Embora tenha participado dos encontros de estudo, o coordenador pedagógico não realizou os registros escritos e individuais solicitados pelo pesquisador, alegando que, enquanto coordenador, permanecia fora da sala de aula.

Caracterização da Escola

A escola onde se deu a pesquisa pertence à rede pública do Estado de São Paulo. Situada em bairro próximo ao centro da Capital, a referida escola está direcionada para o Ensino Fundamental (5ª a 8ª séries). Para cada classe, o número de matrículas varia de 40 a 45.

Na última avaliação do Sistema de Avaliação da Rede de Escolas Públicas do Estado de São Paulo (SARESP), em 2003, a média de todas as séries da escola obtida na prova de redação, que valia 10 pontos, foi de 4,25. Na prova com questões, de um total de 30 (trinta), a média de acertos foi de 14,77. Essas médias são indicativas de que o desempenho dos alunos está abaixo das notas médias de cada prova, evidenciando pouca aprendizagem, o que está em desacordo com o Projeto Político Pedagógico da escola: “Construir o conhecimento junto com o aluno”.

A escola conta com um Plano de Gestão Escolar – 2003 a 2006 –, em que constam as diretrizes da escola e uma caracterização de sua clientela. Essa caracterização apresenta os seguintes dados: nacionalidade dos pais e das mães dos alunos, ocupação dos pais e das mães dos alunos; renda familiar; moradia; posse de bens, como automóveis, computador e eletrodomésticos em geral; religião; assinatura de jornais e revistas.

Com relação à nacionalidade, há 264 (duzentos e sessenta e quatro) pais brasileiros e 4 (quatro) de outras nacionalidades; existem 268 (duzentos e sessenta e oito) mães brasileiras.

As ocupações profissionais dos pais compreendem ajudantes gerais, vendedores ambulantes, mestre-de-obras, tapeceiros, taxistas vigilantes e zeladores de edifícios, dentre outras. As ocupações profissionais das mães compreendem ajudante geral, cabeleireira, auxiliar de limpeza, operária, vendedoras, empregadas domésticas, dentre outras.

A renda familiar varia de 1 (Um) Salário Mínimo (09), de 1 a 3 Salários Mínimos (43), mais de 3 Salários Mínimos (63).

As famílias residem em casas alugadas (109), cedidas (13), invadidas (03). Segundo informações do coordenador pedagógico, existem alunos que moram em cortiços, favelas e abrigos. Não há informação sobre o número de alunos que moram nesses tipos de habitações.

• [Dados armazenados]:
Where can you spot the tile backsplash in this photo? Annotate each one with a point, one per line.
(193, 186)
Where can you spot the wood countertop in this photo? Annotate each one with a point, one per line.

• [Requisitos]: Transcreva fielmente o trecho do texto sobre a escola pesquisada que vai de "As ocupações profissionais dos" até "Salários Mínimos (63).".

• [Exercício resolvido]:
As ocupações profissionais dos pais compreendem ajudantes gerais, vendedores ambulantes, mestre-de-obras, tapeceiros, taxistas vigilantes e zeladores de edifícios, dentre outras. As ocupações profissionais das mães compreendem ajudante geral, cabeleireira, auxiliar de limpeza, operária, vendedoras, empregadas domésticas, dentre outras.

A renda familiar varia de 1 (Um) Salário Mínimo (09), de 1 a 3 Salários Mínimos (43), mais de 3 Salários Mínimos (63).